Page text:
====
Scientific classification
- Kingdom: Animalia
- Phylum: Mollusca
- Class: Gastropoda
- Order: Stylommatophora
- Infraorder: Pupilloidei
- Superfamily: Pupilloidea
- Family: Partulidae
- Genus: Samoana
- Species: S. abbreviata
- Binomial name: Samoana abbreviata (Mousson, 1869)
- Synonyms: Partula abbreviata Mousson, 1869;

= Samoana abbreviata =

- Genus: Samoana
- Species: abbreviata
- Authority: (Mousson, 1869)
- Conservation status: CR
- Synonyms: Partula abbreviata Mousson, 1869

Species of gastropod

Samoana abbreviata, the short Samoan tree snail, is a species of tropical, air-breathing, land snail, a terrestrial, pulmonate, gastropod mollusk in the family Partulidae.

==Description==

The shell of Samoana abbreviata reaches up to 22.6 mm in length, with a height of up to 21 mm and a width of 14 mm. It is dextral and generally yellowish-green in coloration.
== Taxonomy ==
Samoana abbreviata was originally described as Partula abbreviata by Albert Mousson in 1869. It was subsequently transferred to the genus Samoana, and Partula abbreviata is now treated as its original combination.

==Distribution==
Samoana abbreviata is endemic to the island of Tutuila in American Samoa, where it occurs at elevations between 150 and 430 m. Living populations have been recorded from Alava–Maugaloa Ridge, Faiga Ridge, the Vatia Powerline Trail, Toa Ridge, and Polauta Ridge. Empty shells have also been found on Maugaloa Ridge, Pagatatua Ridge, and Levaga Ridge, indicating a historically broader distribution. The species has an estimated area of occupancy of less than 5 km².

== Conservation ==
Samoana abbreviata was not observed alive between 1940 and 1998, leading several authors to consider it possibly extinct. Alan Solem (1975) and Stephen E. Miller (1993) both regarded the species as tentatively extinct. In 1994, the United States Fish and Wildlife Service included the species as a candidate for listing under the Endangered Species Act, although it was considered probably extinct. The International Union for Conservation of Nature subsequently classified it as Data Deficient in 1996 due to insufficient information on its status.

During surveys conducted in 1998, researchers rediscovered living populations on Tutuila, recording 15 live individuals across Alava–Maugaloa Ridge, Faiga Ridge, the Vatia Powerline Trail, Toa Ridge, and Polauta Ridge. Empty shells were also found at several additional localities. The species was the rarest of the three partulid tree snails recorded on Tutuila and was considered to persist in extremely low numbers, indicating that it remained highly endangered despite its rediscovery.
====
Provided data:
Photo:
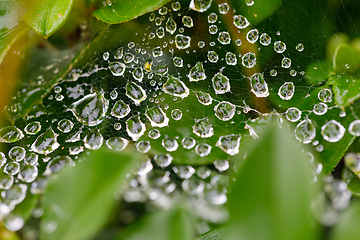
====
Task A:
Print everything in the snail article from "The shell of" down to "yellowish-green in coloration.", word for word.
Task B:
Name every person the snail article mentions by name.

Answer section A:
The shell of Samoana abbreviata reaches up to 22.6 mm in length, with a height of up to 21 mm and a width of 14 mm. It is dextral and generally yellowish-green in coloration.

Answer section B:
Albert Mousson, Alan Solem, Stephen E. Miller